- Tasks -
1: According to the post about Zo, Kyle the Blogger and Tom Cruise, why was Kyle kicked out of University of Miami public housing?
2: Please carry on the post about Zo, Kyle the Blogger and Tom Cruise, starting after its final sentence.
++++ Passage to read
Yet, there is nothing hysterical as we watch Zo play a few times each week, in wonder at the new poster child for organ transplant. His body is as fierce as ever, yet spots on his shaved head make us shake in the fear that he is not truly healthy. 9 blocks last night. Are they proof of his triumphant return, or the last reaches from a waning man?

His love for the game may or may not be his ultimate undoing. And that is why we watch this warrior. Zo sums it up best, "I play each game like it is my last."

Kyle The Blogger

Our own Mark Clayton went knee deep into the travails of this young man a few posts before. Recent news is that he has been kicked out of University of Miami public housing for his role in releasing the infamous 7th Floor Crew rap song. Opinions aside, there is little doubt that Kyle's story is a sad, sordid tale. Part of him reflects the irreverent, uncaring spirit that we pride ourselves in. He seemed to not give a shit, and the administration crushed him down.

It was ultimately, Kyle's naiveness that were his undoing. Feelings burned, lessons learned. Among the ashes, we here at FreeDarko poor out a MadDog 20/20 for Munzenrieder, just as NBA veterans give out a game check to that rookie that has just been cut.

We do so regardless of the cold, callous way in which he ripped words from Marky Clayton's post, now occupying his Myspace page. Taboo for the pit fight is that Kyle the Blogger did so without giving due credit, props or a hyperlink. Kyle, are you a man of the worth of Bill Simmons, his intern, or worse?

Kyle will still be invited to our next retreat. Maybe groomed for eventual greatness if he can occupy the jock.

Tom Cruise

He is the great aversion. A hero in that he leads the forces of evil, serves as a beacon of what we plot and fight against.

Tom Cruise disgusts us. Not a day goes by that we do not bring him into our thoughts, knowing that he is exactly what we do not want to become. He is that bloody albatross around our necks, signifying the cutting dual edge of great fame - promised by talent, not past corruption and perversion.

We will not succumb as easily as Maverick. And neither will those heroes that signify the good. This sample of four occupy a range that we leave for you to decide where they reside.
++++++++
++++ Data records
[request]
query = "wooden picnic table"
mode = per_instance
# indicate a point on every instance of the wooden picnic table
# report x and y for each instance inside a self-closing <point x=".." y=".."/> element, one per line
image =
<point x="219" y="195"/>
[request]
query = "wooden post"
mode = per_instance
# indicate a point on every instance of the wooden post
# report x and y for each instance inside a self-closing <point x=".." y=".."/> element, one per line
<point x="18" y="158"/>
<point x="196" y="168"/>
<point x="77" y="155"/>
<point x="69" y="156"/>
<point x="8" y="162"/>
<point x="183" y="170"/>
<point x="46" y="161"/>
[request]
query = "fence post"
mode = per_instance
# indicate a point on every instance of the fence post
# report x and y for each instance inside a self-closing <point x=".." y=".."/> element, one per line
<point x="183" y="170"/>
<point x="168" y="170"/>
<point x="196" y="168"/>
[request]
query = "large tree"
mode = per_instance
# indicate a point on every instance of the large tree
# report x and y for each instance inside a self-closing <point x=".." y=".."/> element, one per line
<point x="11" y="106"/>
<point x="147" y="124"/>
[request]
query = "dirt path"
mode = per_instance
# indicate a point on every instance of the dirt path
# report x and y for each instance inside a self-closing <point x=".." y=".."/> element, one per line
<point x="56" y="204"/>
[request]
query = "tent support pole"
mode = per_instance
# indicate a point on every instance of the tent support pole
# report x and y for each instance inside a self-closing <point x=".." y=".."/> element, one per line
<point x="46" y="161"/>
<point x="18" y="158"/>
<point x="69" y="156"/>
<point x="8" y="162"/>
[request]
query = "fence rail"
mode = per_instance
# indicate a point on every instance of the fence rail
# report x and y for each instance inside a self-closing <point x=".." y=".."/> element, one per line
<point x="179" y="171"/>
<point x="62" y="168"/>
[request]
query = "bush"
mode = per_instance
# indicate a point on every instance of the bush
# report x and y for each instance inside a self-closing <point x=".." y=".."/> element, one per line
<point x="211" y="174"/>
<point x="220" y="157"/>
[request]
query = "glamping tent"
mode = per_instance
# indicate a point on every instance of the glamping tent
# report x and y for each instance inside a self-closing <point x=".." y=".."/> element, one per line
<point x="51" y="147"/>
++++++++
- Written responses -
1: For his role in releasing the infamous 7th Floor Crew rap song.

2:
Finally, clarity is needed for the record... recent rumors that Darko is a Scientologist are unbased and untrue. Our mascot may be a troubled lad, but a cuckold he is not.

Come back, come often. Order a shirt and keep on message. There are things occuring that are bigger than all of us. Jump on the ride.

7 Comments:

At 11/29/2005 1:18 PM, Blogger Bethlehem Shoals said...

dudes, i am NOT sharing a cabin in the woods with a guy who likes a band called "the homosexuals." fuck that. but anyone who listens to xiu xiu can't be half bad, right?

(in the spirit of welcoming our widening audience: i hate xiu xiu. the homosexuals are amazing. i am not a hombophobe but might call something "really fucking gay" on occasion.)

more importantly, i am glad you did this post, since i thought of doing something similar last night but was forced to accept defeat when i snared my neck on the gate. i have been warring within myself for the last eighteen hours over who who is currently more freedarko: gerald wallace or ricky davis. in some weird way, i feel like ricky went so far out there (too far, in my opinion), that this recent rush of accomplishment seems like selling out. also i am not sure he is insane anymore, and i want my crazy players to harness their powers and visions (gilbert), not be rehabilitated.

gerald wallace is this year's hughes, if hughes were josh smith and had been around long enough to be on the kings when they were a lo-cal dynasty, but not so long that we were all frustrated by him.

if we at freedarko live and die by potential, he is proof that there is such a thing as "the too long that is not too long."

 
At 11/29/2005 1:31 PM, Blogger El Huracan Andreo said...

I'm not sure whether I actually heard this on the TV or dream it, but I swear that the thought was proposed to me (again sportscenter or dreamscape) that Ricky Davis' athleticism is waning. Meaning, he can't move as insane as before, he is more contained athletically and therefore he is being more productive both in the stat line and for the Celts.

Digesting it, doesn't seem something that ESPN would suggest so I attribute it to my subconcious.

And anyway its clearly Gerald Wallace. For more reasons than I care to say in a comment.

 
At 11/29/2005 1:33 PM, Blogger El Huracan Andreo said...

And either way, that thought was proposed to me last night at some ungodly hour - so maybe when you were hanging yourself on the fence you delivered a cry of passion that hit my brain on the bounce.

 
At 11/29/2005 3:30 PM, Blogger Bethlehem Shoals said...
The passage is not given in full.